#### Selected passage

After that it gets a little more, well, specialized. Tyler Perry brings back his “beloved” gun-toting maniacal matriarch Madea for another round of disjointed, grotesque comedy in Madea’s Witness Protection. Critics are giving this film pretty much the exact same reception we’ve come to expect from Perry’s comedies, and thus will probably be a successful run of $20-25 million in its first weekend.
People Like Us is Alex Kurtzman’s attempt to show that he can do more than write scripts about robots with wrecking ball testicles beating the crap out of each other. Sadly, if Joey’s review is any indication, he’ll have to keep trying, as my colleague was frustrated by how some very committed performances were sapped by poor edits and absurd plot contrivances. I honestly don’t even see this movie making anywhere over $5 million this weekend.
In limited release is Beasts of the Southern Wild, shaping up to be arguably one of the biggest Oscar contenders of the year. An odd and fantastical tale of a young girl struggling to survive in a drowned world with her father, critics have been mostly ecstatic about its imagination, performances and graceful allegory. Both Joey and Joseph gave the film positive reviews, though the former was less enthusiastic in his praise. Regardless of whether or not it lives up to the hype, Beasts of the Southern Wild has been building up steam to being the Little Movie That Could in the awards season. Quvenzhané Wallis especially is becoming a darling of the festivals and has a good chance of ending up the youngest Best Actress nominee in history. Best Picture, Director, Supporting Actress, Cinematography, Art Direction, Visual Effects, Sound and Original Screenplay are becoming likelier by the day despite its unusual story and setting.

########
#### Given data

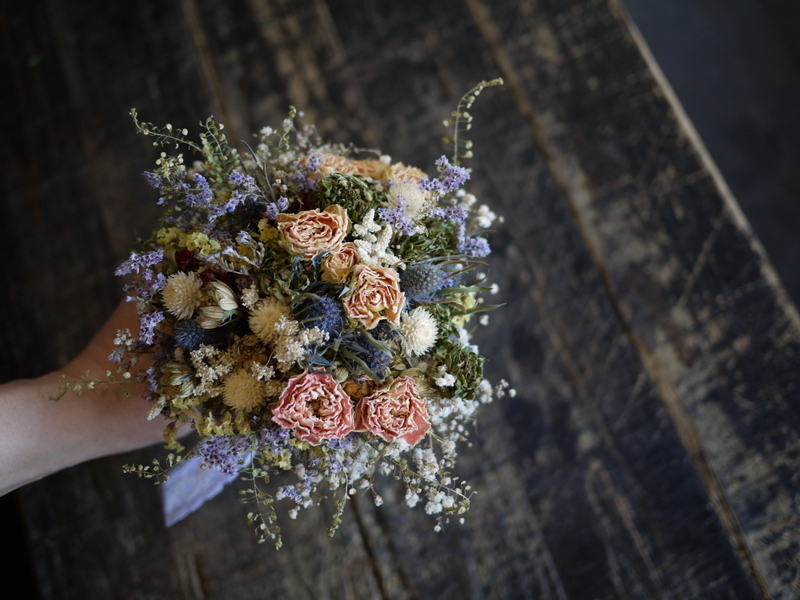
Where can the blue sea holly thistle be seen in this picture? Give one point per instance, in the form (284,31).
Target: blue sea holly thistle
(305,306)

########

What you need to do ▸
A) In the movie preview, how much is Madea's Witness Protection expected to make in its first weekend?
B) Extend the movie preview past its last sentence.
The data that comes after the movie preview is separate material.

The responses ▸
A) $20-25 million.

B)
The only other major film in limited release is Sarah Polley’s sophomore effort Take this Waltz, starring Michelle Williams as a seemingly happily married woman who develops an attraction to her neighbor down the street. Joey declared this a high caliber romantic drama solidifying Polley as a serious filmmaking talent, though John was not a fan of the film back when he saw it at Toronto. Another Best Original Screenplay nomination for her is possible, but not nearly as certain as it was for Away from Her.
A lot of interesting films are in theaters this weekend. Tell us what you’re planning to check out right here!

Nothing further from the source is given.